## DIRECTION A
In the case summary, what punishment did the district court assess?
## DIRECTION B
Quote the case summary word for word, starting with "Hernandez v. State, 03-95-00696-CR" and going on through "Austin, for appellant.".

Hernandez v. State, 03-95-00696-CR
Decision Date | 24 July 1997 |
Docket Number | No. 03-95-00696-CR,03-95-00696-CR |
Citation | 952 S.W.2d 59 |
Parties | Ignacio HERNANDEZ, Appellant, v. The STATE of Texas, Appellee. |
Court | Texas Court of Appeals |
Keith S. Hampton, Austin, for appellant.
Ronald Earle, District Attorney, Jonathan D. Stick, Assistant District Attorney, Austin, for state.
Before CARROLL, C.J., and ABOUSSIE and B.A. SMITH, JJ.
A jury found appellant guilty of capital murder. Tex. Penal Code Ann. § 19.03(a)(2) (West 1994). The death penalty was not sought and the district court assessed punishment at imprisonment for life. Tex. Penal Code Ann. § 12.31(a) (West 1994); Tex.Code Crim. Proc. Ann. art. 37.071, § 1 (West Supp.1997).

## MATERIAL SUPPLIED

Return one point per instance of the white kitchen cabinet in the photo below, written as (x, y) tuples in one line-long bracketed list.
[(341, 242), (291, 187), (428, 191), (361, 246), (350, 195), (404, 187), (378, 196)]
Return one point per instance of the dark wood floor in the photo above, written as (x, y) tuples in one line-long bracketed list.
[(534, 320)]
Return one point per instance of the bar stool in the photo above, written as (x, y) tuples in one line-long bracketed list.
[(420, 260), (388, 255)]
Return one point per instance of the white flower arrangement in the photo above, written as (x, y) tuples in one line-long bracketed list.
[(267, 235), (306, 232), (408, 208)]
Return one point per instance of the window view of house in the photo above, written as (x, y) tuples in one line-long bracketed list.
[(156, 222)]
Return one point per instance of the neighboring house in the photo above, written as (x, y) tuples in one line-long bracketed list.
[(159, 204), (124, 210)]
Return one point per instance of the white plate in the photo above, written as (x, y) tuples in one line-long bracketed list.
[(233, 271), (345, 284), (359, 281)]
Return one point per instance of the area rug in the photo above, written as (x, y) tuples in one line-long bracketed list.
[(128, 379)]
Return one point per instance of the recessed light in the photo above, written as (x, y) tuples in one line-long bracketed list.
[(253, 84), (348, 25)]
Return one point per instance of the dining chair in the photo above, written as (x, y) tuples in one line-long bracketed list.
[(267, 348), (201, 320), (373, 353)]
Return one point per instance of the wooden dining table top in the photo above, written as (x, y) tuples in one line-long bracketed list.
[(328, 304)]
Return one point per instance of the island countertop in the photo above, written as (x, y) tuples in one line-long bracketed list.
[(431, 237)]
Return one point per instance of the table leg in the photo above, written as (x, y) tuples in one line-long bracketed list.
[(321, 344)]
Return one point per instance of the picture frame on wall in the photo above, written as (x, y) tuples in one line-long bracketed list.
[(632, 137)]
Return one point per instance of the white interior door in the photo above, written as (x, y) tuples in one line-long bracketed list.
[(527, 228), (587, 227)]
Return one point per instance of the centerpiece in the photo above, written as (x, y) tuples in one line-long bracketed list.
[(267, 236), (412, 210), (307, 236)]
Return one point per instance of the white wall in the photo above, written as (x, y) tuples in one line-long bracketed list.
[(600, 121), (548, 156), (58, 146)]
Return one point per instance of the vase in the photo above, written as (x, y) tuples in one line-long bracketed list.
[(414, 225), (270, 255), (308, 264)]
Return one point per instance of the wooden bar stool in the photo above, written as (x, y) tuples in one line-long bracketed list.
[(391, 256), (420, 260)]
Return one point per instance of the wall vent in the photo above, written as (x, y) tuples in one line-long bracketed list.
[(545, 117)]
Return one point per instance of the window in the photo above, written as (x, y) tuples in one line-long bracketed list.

## WORKED ANSWER A
Imprisonment for life.

## WORKED ANSWER B
Hernandez v. State, 03-95-00696-CR
Decision Date | 24 July 1997 |
Docket Number | No. 03-95-00696-CR,03-95-00696-CR |
Citation | 952 S.W.2d 59 |
Parties | Ignacio HERNANDEZ, Appellant, v. The STATE of Texas, Appellee. |
Court | Texas Court of Appeals |
Keith S. Hampton, Austin, for appellant.